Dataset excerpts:
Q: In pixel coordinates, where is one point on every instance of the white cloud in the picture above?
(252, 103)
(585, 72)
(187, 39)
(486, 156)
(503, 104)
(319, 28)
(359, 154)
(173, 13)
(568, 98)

TASK ITEM: Each record must be restated word for word, including the last line.

WORKED SOLUTION:
Q: In pixel coordinates, where is one point on every instance of the white cloud in the picture above?
(252, 103)
(585, 72)
(187, 39)
(486, 156)
(503, 104)
(319, 28)
(359, 154)
(173, 13)
(568, 98)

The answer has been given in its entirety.